It is the aim of this study to compare the MPC geometric checks that are relevant to the OBI/CBCT system against standard QA tests to provide an evaluation of MPC as an IGRT geometric QA device. The study was performed over a longer period (4 months) than the Clivio study and provides an assessment of the MPC stability and sensitivity to drift of the linac systems being tested. Sensitivity is further examined by the use of deliberate changes to both offset and span of the couch calibrations and for the isocenter tests to an offset in the beam focal spot position. The study attempts to provide standard QA results in a form that is directly comparable to the equivalent MPC test. This study evaluates different MPC checks than those evaluated by Barnes and Greer 10 and hence the two bodies of work complement each other toward evaluating the whole of MPC as a linac QA device.

2. Methods

All measurements in this study were performed on a single Varian TrueBeam STx (software version 2.0) linac fitted with an aS1200 EPID and six degree of freedom couch.

2.A. Materials

2.A.1. MPC Geometric checks

The MPC geometric tests utilize a series of kV and 6 MV beam images of the IsoCal phantom situated in a specific bracket on the IGRT couch top to assess: treatment/radiation isocenter size, MV and kV imager center pixel offsets from projected radiation isocenter, accuracy of collimator and gantry angles, accuracy of jaw and MLC leaf positions and accuracy of couch positioning including pitch and roll. All measurements are highly automated and the user is simply required to setup the IsoCal phantom and bracket onto the treatment couch at position H2 and to beam‐on for each required energy. For the geometric tests the system makes all required motions automatically and beams on when all is in position. Images are automatically analyzed at the TrueBeam console and results are presented with a nonuser definable pass/fail criteria applied. Functionality for presenting trends in results is also available in the package. The relevant MPC checks to the Varian OBI/CBCT IGRT systems are the isocenter size, kV imager offset, and the couch tests.

══════════

__Tasks__.
a - Using the passage on MPC geometric QA, decide whether each statement agrees with it: (i) the study covered a period of four months; (ii) the user must manually move the gantry and couch into position for each geometric test; (iii) users can set their own pass/fail criteria for MPC results. For each, answer yes or no and quote the words from the passage that settle it.
b - Carry on the passage on MPC geometric QA from its final sentence.

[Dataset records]
══════════

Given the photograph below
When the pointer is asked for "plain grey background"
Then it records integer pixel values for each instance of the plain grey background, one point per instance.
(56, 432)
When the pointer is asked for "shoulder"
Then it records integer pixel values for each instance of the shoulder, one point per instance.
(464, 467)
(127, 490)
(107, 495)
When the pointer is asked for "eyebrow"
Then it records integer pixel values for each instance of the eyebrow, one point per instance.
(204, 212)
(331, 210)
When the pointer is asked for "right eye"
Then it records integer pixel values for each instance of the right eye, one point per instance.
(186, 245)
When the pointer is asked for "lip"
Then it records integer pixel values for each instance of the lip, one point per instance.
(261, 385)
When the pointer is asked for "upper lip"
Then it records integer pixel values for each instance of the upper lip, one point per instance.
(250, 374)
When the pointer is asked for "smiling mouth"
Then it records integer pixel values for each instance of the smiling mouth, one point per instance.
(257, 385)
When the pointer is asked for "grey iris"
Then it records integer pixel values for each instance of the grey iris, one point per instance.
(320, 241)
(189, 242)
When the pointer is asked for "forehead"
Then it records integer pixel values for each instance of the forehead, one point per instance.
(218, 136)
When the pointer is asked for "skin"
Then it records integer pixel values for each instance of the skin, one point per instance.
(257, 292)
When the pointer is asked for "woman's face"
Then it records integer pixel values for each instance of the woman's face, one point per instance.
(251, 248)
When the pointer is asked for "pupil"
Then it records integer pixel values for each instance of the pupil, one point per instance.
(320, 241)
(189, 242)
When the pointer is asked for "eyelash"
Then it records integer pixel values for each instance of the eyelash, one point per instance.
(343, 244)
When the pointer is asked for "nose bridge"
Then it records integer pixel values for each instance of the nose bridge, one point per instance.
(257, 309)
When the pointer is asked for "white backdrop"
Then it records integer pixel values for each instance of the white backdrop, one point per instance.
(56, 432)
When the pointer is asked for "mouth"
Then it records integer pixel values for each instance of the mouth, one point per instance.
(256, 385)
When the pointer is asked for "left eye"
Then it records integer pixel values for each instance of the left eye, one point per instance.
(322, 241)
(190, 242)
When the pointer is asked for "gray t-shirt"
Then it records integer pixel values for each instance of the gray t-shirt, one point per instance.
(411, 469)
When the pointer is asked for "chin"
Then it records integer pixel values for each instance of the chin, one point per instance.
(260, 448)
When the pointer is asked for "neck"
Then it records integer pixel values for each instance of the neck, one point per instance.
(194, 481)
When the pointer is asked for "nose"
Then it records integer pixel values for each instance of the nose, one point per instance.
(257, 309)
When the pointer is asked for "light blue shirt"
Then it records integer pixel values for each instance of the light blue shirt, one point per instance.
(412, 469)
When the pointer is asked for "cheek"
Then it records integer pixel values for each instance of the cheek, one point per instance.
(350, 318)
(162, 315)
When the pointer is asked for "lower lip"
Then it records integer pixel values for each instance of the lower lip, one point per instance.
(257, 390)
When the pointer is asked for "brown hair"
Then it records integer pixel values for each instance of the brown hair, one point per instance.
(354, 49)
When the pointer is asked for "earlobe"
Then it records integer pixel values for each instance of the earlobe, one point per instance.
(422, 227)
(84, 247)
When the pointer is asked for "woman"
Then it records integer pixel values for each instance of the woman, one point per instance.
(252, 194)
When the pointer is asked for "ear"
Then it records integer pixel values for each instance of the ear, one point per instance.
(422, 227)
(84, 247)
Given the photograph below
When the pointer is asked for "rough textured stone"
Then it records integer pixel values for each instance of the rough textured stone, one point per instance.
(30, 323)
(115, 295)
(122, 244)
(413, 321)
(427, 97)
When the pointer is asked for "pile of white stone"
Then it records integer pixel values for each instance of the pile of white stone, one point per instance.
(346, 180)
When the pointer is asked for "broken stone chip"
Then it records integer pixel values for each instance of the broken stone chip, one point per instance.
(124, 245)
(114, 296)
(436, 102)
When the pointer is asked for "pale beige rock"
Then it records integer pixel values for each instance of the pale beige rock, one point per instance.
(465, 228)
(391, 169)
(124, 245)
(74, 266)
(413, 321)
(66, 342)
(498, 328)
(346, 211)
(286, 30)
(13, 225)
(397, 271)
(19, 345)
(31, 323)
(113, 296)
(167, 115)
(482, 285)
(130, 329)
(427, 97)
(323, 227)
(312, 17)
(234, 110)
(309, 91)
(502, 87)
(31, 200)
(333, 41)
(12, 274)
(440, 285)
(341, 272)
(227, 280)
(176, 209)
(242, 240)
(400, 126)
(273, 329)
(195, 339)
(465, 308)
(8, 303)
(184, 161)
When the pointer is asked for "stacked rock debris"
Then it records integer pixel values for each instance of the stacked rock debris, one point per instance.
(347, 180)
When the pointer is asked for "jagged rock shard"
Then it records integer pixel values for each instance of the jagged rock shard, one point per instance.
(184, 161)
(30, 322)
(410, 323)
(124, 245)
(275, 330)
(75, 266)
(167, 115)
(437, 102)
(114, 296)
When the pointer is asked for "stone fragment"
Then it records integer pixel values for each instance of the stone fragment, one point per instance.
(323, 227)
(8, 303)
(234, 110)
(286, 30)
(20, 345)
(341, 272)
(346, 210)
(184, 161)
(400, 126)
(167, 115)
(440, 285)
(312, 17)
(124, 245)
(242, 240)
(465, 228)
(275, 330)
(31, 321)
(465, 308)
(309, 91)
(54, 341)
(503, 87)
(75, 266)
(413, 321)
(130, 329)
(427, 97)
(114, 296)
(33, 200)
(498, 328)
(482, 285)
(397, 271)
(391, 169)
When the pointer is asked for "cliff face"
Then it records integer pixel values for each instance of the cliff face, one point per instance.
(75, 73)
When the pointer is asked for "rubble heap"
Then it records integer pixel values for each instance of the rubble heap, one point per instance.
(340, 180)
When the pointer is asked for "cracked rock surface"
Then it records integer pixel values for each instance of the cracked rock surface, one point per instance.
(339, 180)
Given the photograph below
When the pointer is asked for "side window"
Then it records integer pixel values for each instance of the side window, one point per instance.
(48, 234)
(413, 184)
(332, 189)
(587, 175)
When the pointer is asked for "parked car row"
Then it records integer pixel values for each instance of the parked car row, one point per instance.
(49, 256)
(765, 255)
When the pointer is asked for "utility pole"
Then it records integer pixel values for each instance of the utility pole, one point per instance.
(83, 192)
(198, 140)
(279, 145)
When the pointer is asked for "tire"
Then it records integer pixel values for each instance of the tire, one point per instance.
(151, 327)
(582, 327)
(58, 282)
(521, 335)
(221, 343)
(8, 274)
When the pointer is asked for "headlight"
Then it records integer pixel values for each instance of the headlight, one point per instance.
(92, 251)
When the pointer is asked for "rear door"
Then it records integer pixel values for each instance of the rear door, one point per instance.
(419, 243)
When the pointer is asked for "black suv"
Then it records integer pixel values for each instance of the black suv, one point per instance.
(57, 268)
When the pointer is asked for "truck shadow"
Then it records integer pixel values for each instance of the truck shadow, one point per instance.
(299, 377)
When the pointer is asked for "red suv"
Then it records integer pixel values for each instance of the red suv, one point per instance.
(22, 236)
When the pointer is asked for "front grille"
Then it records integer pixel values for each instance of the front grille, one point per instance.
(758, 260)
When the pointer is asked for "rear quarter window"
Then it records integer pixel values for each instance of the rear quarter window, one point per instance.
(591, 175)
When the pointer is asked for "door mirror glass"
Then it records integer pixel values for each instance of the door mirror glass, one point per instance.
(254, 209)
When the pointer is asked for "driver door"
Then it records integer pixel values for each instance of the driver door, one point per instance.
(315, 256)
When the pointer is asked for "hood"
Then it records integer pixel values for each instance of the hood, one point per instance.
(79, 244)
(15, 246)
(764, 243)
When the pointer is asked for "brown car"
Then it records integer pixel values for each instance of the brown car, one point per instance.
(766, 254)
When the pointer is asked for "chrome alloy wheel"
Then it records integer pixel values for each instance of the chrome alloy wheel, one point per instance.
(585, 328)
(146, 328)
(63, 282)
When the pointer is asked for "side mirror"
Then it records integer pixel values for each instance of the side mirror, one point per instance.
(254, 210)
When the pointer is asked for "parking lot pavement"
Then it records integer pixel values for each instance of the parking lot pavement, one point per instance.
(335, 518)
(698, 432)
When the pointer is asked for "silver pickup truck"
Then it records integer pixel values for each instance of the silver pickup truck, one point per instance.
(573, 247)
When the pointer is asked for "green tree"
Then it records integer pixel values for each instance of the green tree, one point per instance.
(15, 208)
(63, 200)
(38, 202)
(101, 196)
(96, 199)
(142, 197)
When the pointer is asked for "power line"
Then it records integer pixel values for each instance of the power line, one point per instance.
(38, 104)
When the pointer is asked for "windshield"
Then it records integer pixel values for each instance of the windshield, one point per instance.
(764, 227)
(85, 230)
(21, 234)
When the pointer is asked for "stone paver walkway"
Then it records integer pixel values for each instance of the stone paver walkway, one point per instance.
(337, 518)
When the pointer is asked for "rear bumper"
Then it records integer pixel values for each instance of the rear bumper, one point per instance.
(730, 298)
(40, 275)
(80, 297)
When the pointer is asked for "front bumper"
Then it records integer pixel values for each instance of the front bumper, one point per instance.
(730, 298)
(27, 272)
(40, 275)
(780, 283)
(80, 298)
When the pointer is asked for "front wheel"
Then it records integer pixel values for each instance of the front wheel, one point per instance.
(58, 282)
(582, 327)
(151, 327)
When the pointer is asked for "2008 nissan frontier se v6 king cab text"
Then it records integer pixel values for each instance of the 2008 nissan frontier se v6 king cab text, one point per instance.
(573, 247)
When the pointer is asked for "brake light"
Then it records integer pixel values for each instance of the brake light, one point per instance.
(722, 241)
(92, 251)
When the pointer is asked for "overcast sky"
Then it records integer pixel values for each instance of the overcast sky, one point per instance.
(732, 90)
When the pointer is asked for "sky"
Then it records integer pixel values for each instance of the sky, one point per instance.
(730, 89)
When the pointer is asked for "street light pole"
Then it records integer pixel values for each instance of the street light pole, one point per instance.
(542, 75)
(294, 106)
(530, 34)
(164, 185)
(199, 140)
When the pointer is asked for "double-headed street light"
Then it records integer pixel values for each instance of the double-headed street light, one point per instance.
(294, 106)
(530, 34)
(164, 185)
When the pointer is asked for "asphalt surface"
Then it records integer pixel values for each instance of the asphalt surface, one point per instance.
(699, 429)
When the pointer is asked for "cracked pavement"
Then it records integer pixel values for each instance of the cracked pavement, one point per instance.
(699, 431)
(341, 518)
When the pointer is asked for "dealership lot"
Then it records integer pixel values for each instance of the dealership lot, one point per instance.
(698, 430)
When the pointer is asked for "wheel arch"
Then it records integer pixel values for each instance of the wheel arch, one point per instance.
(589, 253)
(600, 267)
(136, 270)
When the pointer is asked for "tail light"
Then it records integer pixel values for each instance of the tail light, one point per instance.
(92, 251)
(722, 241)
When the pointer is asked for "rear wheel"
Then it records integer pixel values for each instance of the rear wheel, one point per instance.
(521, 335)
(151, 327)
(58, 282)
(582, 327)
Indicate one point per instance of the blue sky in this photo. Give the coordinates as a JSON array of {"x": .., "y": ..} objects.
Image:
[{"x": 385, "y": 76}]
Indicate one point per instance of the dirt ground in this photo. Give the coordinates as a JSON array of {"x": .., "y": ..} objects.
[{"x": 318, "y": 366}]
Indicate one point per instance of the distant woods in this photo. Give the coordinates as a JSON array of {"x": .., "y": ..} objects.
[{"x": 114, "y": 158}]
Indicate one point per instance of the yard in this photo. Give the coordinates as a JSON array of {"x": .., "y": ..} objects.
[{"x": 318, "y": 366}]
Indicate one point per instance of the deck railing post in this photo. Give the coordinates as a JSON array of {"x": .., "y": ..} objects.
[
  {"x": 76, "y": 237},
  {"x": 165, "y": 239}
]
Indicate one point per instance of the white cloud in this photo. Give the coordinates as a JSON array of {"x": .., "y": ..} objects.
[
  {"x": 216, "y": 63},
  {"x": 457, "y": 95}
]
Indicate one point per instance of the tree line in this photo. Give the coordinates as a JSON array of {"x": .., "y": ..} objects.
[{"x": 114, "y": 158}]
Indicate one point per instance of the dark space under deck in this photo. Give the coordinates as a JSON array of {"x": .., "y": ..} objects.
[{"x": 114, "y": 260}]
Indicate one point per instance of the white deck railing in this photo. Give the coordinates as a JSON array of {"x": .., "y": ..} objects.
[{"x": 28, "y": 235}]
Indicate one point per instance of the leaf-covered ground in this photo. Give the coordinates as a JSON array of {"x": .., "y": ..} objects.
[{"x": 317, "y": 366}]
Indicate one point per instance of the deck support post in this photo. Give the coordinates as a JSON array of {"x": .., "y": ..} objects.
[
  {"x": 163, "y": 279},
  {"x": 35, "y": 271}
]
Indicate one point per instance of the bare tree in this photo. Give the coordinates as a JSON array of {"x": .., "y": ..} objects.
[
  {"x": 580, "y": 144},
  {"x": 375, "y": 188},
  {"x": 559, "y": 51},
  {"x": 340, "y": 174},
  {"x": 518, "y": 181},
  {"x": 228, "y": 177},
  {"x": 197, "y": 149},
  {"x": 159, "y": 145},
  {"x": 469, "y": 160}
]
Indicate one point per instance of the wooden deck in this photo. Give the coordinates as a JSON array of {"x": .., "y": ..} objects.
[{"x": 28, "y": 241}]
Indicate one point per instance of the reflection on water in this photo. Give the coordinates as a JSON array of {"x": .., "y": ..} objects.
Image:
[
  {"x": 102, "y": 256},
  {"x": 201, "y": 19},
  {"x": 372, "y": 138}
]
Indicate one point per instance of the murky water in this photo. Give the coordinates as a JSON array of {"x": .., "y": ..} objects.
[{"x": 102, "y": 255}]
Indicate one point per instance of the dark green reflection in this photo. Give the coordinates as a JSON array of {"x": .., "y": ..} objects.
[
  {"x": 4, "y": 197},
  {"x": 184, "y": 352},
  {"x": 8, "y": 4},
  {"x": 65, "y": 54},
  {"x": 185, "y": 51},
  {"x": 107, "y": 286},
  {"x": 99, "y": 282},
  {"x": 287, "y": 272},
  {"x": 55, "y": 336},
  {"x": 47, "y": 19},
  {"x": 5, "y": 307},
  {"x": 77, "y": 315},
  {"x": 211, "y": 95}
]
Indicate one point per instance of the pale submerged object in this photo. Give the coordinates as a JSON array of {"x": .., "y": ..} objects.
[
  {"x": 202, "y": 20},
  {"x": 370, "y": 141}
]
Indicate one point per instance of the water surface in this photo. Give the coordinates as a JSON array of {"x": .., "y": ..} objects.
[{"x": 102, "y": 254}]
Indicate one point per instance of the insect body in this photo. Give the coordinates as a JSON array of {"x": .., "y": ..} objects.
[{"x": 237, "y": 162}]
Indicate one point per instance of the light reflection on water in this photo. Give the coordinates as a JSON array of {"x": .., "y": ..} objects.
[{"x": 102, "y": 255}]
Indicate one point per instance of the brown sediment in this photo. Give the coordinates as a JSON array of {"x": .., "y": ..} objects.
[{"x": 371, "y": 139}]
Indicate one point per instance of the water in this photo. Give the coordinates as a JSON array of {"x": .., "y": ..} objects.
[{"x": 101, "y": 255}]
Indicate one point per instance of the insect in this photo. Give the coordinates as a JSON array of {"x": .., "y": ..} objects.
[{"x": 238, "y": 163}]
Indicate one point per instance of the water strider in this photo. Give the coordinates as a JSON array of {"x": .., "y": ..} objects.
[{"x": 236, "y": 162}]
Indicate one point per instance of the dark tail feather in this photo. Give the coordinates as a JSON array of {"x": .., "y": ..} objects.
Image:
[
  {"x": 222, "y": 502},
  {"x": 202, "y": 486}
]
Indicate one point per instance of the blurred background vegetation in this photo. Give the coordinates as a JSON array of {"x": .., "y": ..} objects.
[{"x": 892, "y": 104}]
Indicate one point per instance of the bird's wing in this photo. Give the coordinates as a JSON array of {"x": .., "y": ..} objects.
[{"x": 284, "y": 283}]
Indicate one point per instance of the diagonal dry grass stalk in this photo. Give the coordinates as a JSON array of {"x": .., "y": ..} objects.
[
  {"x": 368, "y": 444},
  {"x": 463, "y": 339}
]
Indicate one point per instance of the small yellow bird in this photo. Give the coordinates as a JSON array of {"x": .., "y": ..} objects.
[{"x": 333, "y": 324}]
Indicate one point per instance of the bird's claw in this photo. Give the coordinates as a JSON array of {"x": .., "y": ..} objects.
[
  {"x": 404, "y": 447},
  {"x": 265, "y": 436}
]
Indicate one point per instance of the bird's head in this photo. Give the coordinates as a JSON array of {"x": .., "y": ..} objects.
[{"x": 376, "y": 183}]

══════════

__Responses to the exercise__.
a -
(i) Yes: "The study was performed over a longer period (4 months) than the Clivio study"
(ii) No: "For the geometric tests the system makes all required motions automatically and beams on when all is in position."
(iii) No: "results are presented with a nonuser definable pass/fail criteria applied."

b -
2.A.2. Winston–Lutz

The radiation isocenter position and size has been traditionally tested using the Winston–Lutz test.11 For routine QA the department uses a variant of the Winston–Lutz test developed by Rowshanfarzad et al., 2011,12 whereby the field is defined by a stereotactic cone and MV images are taken of a ball bearing that has been prepositioned at the imaging isocenter. Imaging is performed using the EPID in cine acquisition mode while a conformal gantry arc, collimator. or couch rotation is performed. An in‐house developed MATLAB script (The Mathworks Inc., Natick, MA, USA) is used to calculate the position of the ball bearing compared to the center of the field for each EPID cine frame to allow calculation of the mean and maximum displacement of the ball bearing and hence imaging isocenter from the radiation field center defined by the stereotactic cone.

2.B. Measurement methods

2.B.1. Repeatability

Short‐term repeatability of the MPC geometric tests was evaluated by taking five successive measurements and calculating the standard deviation.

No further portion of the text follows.